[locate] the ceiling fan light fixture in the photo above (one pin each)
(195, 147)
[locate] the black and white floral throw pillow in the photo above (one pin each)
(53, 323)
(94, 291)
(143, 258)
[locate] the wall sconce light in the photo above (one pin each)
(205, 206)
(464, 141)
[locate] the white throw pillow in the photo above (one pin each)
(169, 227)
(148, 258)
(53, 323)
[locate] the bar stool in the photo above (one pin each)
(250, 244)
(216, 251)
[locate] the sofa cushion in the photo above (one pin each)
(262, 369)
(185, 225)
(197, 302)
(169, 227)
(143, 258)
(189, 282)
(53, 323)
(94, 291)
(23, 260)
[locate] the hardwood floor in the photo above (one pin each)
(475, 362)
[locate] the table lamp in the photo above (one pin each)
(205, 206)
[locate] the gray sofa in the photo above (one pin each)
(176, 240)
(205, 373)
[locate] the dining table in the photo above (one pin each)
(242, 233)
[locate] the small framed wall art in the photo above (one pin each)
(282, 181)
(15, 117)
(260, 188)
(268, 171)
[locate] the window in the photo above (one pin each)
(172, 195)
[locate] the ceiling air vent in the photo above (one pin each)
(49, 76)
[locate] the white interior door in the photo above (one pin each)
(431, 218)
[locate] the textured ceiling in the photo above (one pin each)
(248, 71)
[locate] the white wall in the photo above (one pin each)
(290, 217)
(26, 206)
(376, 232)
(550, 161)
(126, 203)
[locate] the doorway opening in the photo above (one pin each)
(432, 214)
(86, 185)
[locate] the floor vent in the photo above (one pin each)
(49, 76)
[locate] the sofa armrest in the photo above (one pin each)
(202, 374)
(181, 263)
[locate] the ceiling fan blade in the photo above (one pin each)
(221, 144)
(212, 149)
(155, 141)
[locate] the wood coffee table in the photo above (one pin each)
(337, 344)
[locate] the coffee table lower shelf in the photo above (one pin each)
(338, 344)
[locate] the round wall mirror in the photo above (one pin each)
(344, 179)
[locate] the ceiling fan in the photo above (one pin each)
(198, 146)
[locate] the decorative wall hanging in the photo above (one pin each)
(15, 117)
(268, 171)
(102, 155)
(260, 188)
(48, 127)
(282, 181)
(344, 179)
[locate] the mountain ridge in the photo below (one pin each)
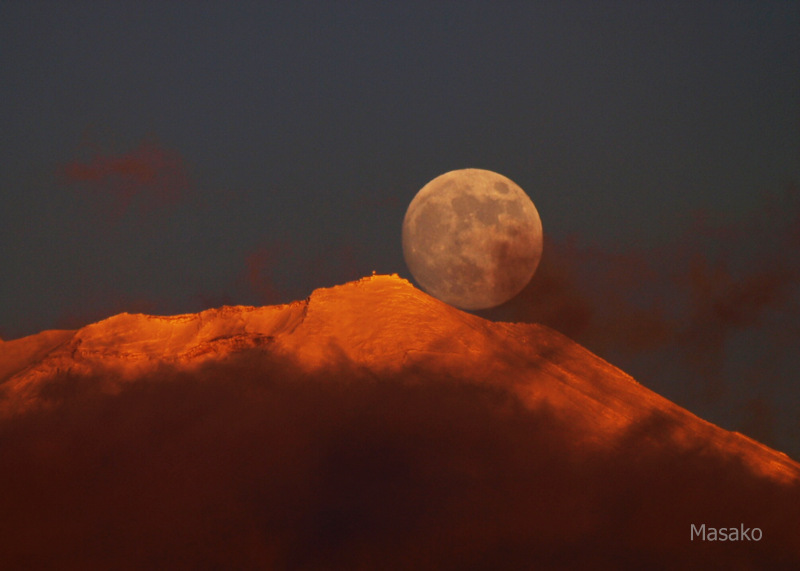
(382, 323)
(369, 425)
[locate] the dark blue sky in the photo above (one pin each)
(169, 156)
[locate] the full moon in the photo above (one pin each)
(472, 238)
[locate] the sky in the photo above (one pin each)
(166, 157)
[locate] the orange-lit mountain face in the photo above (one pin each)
(368, 426)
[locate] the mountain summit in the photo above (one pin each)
(369, 425)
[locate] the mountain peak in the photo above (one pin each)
(369, 407)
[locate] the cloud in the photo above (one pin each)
(250, 463)
(148, 175)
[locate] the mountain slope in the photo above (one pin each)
(350, 429)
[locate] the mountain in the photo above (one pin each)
(368, 426)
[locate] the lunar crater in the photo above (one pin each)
(472, 238)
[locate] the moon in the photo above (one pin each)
(472, 238)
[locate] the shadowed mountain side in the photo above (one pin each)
(369, 426)
(251, 462)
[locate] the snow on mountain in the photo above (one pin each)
(367, 423)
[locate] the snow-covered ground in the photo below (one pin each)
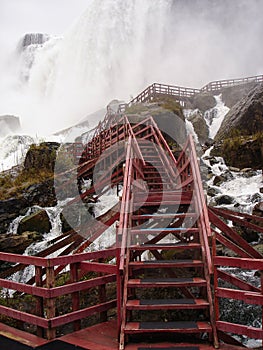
(215, 116)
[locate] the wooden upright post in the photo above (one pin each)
(75, 295)
(51, 307)
(39, 300)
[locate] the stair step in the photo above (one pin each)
(166, 246)
(163, 202)
(166, 282)
(166, 263)
(170, 348)
(174, 327)
(167, 304)
(163, 229)
(164, 216)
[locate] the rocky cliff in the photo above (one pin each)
(9, 124)
(245, 117)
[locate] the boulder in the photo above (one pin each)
(18, 243)
(9, 210)
(42, 194)
(213, 191)
(245, 117)
(200, 127)
(224, 199)
(203, 101)
(41, 157)
(38, 222)
(168, 115)
(9, 123)
(233, 94)
(241, 151)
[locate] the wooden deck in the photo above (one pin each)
(102, 336)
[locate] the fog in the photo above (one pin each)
(118, 47)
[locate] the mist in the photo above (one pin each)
(118, 47)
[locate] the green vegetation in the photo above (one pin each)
(168, 102)
(237, 140)
(243, 151)
(11, 186)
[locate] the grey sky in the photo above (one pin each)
(18, 17)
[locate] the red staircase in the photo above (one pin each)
(161, 262)
(167, 259)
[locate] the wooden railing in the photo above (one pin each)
(246, 258)
(45, 292)
(245, 292)
(220, 84)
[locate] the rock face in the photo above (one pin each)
(9, 210)
(41, 157)
(168, 115)
(34, 39)
(234, 94)
(18, 243)
(203, 101)
(246, 117)
(38, 222)
(9, 124)
(200, 126)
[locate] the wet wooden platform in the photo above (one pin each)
(102, 336)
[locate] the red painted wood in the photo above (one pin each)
(21, 337)
(236, 281)
(134, 327)
(244, 263)
(251, 332)
(180, 246)
(167, 283)
(233, 235)
(248, 297)
(77, 315)
(23, 316)
(136, 305)
(98, 267)
(231, 245)
(166, 263)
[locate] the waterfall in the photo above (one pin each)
(115, 49)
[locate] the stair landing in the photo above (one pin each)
(102, 336)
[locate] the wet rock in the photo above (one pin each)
(213, 191)
(248, 172)
(203, 101)
(18, 243)
(42, 194)
(38, 222)
(245, 117)
(233, 94)
(9, 210)
(248, 234)
(258, 209)
(227, 175)
(224, 199)
(218, 180)
(256, 197)
(200, 126)
(9, 123)
(41, 156)
(234, 169)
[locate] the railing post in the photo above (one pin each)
(39, 300)
(51, 308)
(75, 295)
(102, 298)
(261, 280)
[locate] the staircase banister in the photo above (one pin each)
(202, 208)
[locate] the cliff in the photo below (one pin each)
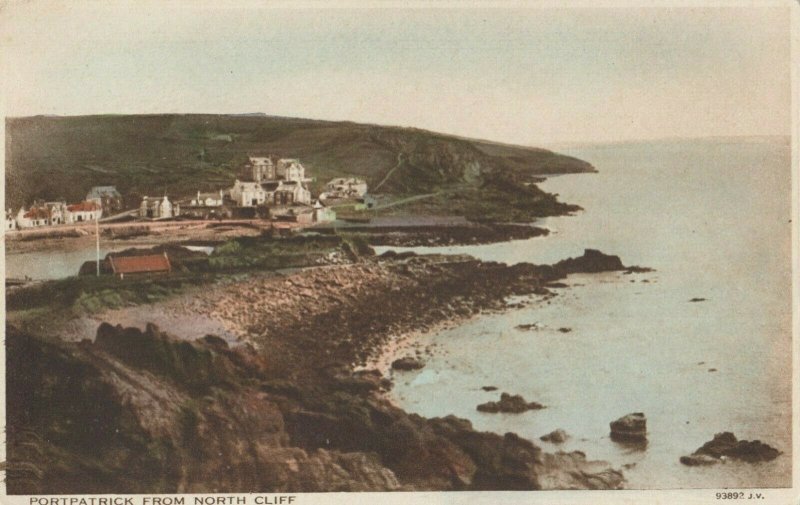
(55, 157)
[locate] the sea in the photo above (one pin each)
(713, 218)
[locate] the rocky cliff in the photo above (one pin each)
(140, 411)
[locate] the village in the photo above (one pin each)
(275, 189)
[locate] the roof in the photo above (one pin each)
(140, 264)
(37, 213)
(101, 191)
(83, 207)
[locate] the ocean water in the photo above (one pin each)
(713, 219)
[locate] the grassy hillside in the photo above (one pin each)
(62, 157)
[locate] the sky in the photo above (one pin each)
(515, 74)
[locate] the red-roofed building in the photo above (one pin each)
(149, 264)
(84, 211)
(35, 216)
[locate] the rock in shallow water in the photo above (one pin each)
(630, 428)
(725, 445)
(558, 436)
(407, 363)
(513, 404)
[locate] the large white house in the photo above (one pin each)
(54, 213)
(248, 194)
(207, 199)
(157, 208)
(84, 211)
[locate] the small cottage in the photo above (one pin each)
(84, 211)
(132, 265)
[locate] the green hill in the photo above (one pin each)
(62, 157)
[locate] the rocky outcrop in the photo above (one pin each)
(513, 404)
(726, 445)
(558, 436)
(283, 411)
(160, 415)
(407, 363)
(592, 261)
(571, 470)
(630, 428)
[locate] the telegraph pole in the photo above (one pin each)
(97, 235)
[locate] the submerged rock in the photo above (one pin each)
(514, 404)
(558, 436)
(592, 261)
(699, 460)
(725, 445)
(629, 428)
(407, 363)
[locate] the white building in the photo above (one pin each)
(84, 211)
(290, 169)
(11, 222)
(248, 194)
(59, 212)
(207, 199)
(323, 214)
(286, 193)
(157, 208)
(263, 168)
(36, 216)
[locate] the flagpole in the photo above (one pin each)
(97, 234)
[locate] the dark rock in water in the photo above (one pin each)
(699, 460)
(407, 363)
(592, 261)
(513, 404)
(558, 436)
(638, 270)
(726, 445)
(629, 428)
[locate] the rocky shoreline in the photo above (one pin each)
(288, 409)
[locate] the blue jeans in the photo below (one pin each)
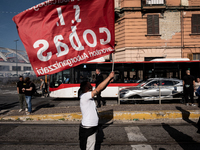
(28, 101)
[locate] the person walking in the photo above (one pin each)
(99, 79)
(188, 88)
(89, 123)
(42, 87)
(21, 95)
(28, 94)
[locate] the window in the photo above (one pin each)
(14, 68)
(27, 68)
(4, 68)
(167, 83)
(152, 24)
(196, 23)
(196, 56)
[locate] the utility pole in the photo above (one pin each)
(16, 58)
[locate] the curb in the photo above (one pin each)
(112, 115)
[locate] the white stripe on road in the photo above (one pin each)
(8, 92)
(134, 134)
(141, 147)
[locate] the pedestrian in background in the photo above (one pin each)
(90, 119)
(42, 87)
(189, 88)
(28, 94)
(99, 79)
(21, 95)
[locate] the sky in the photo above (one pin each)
(8, 30)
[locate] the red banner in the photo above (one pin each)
(60, 34)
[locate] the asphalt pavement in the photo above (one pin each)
(68, 109)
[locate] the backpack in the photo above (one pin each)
(34, 88)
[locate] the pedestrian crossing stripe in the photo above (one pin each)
(134, 134)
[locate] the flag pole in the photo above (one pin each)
(113, 59)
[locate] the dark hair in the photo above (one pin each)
(98, 69)
(83, 88)
(27, 79)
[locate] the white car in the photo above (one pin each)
(154, 88)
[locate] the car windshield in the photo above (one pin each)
(143, 82)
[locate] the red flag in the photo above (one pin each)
(60, 34)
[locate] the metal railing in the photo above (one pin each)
(152, 2)
(158, 93)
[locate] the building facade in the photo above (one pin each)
(149, 29)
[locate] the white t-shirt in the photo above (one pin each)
(88, 109)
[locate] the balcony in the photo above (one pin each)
(153, 2)
(150, 5)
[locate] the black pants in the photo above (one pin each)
(84, 133)
(99, 99)
(189, 92)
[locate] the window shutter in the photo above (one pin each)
(156, 24)
(153, 24)
(195, 23)
(190, 56)
(150, 24)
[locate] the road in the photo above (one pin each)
(117, 136)
(9, 100)
(138, 135)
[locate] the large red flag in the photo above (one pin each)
(60, 34)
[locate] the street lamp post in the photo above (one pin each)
(16, 58)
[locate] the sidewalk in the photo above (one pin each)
(127, 112)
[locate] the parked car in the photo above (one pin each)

> _ACTIVITY_:
Everything from the line containing "[locate] the rocky shoreline" to the last line of the records above should be reproduced exactly, except the pictures.

> _RESULT OF THIS EXERCISE_:
[locate] the rocky shoreline in the photo above (one pin each)
(288, 409)
[locate] the blue jeans in the photo below (one pin each)
(28, 101)
[locate] the person walking in the photo above (one pin each)
(99, 79)
(188, 88)
(89, 123)
(42, 87)
(21, 95)
(28, 94)
[locate] the window in the photo above (one pin each)
(14, 68)
(27, 68)
(4, 68)
(167, 83)
(152, 24)
(196, 23)
(196, 56)
[locate] the utility pole in the photo above (one pin each)
(16, 58)
[locate] the curb in the photo above (one pin each)
(112, 115)
[locate] the white stripe on road in the photo above (one pin each)
(8, 92)
(134, 134)
(141, 147)
[locate] the pedestrian in background in the photo above (one pin each)
(90, 119)
(42, 87)
(189, 88)
(28, 94)
(99, 79)
(21, 95)
[locate] the sky in the photo above (one pin each)
(8, 30)
[locate] the red banner in the photo above (one pin each)
(60, 34)
[locate] the asphalt pavement in the photo above (one pin each)
(68, 109)
[locate] the backpack in the photo above (one pin each)
(34, 88)
[locate] the pedestrian crossing stripe in the photo above (one pin each)
(134, 134)
[locate] the flag pole in the photo above (one pin each)
(113, 59)
[locate] the dark hair in the photo above (one pin each)
(98, 69)
(83, 88)
(27, 79)
[locate] the white car in the photo above (one pin each)
(154, 88)
[locate] the car windshield in the photo above (one pin each)
(143, 82)
[locate] the red flag in the photo above (one pin each)
(60, 34)
[locate] the metal railing in the photo above (one pin each)
(152, 2)
(158, 93)
[locate] the building facade in the photo above (one pin each)
(149, 29)
[locate] the white t-shirt in the photo above (one pin each)
(88, 109)
[locate] the balcony in the photo above (one pin each)
(153, 2)
(150, 5)
[locate] the black pants in the photo above (one pin each)
(84, 133)
(99, 99)
(189, 92)
[locate] the window shutter in the photo above (one pin each)
(156, 24)
(153, 24)
(195, 23)
(190, 56)
(150, 24)
[locate] the road in the photo above (one pin each)
(117, 136)
(9, 100)
(138, 135)
[locate] the large red flag in the photo above (one pin each)
(60, 34)
[locate] the street lamp post in the photo above (one pin each)
(16, 58)
[locate] the sidewalk in the photo above (one pin each)
(127, 112)
[locate] the parked car in the photo above (one pin each)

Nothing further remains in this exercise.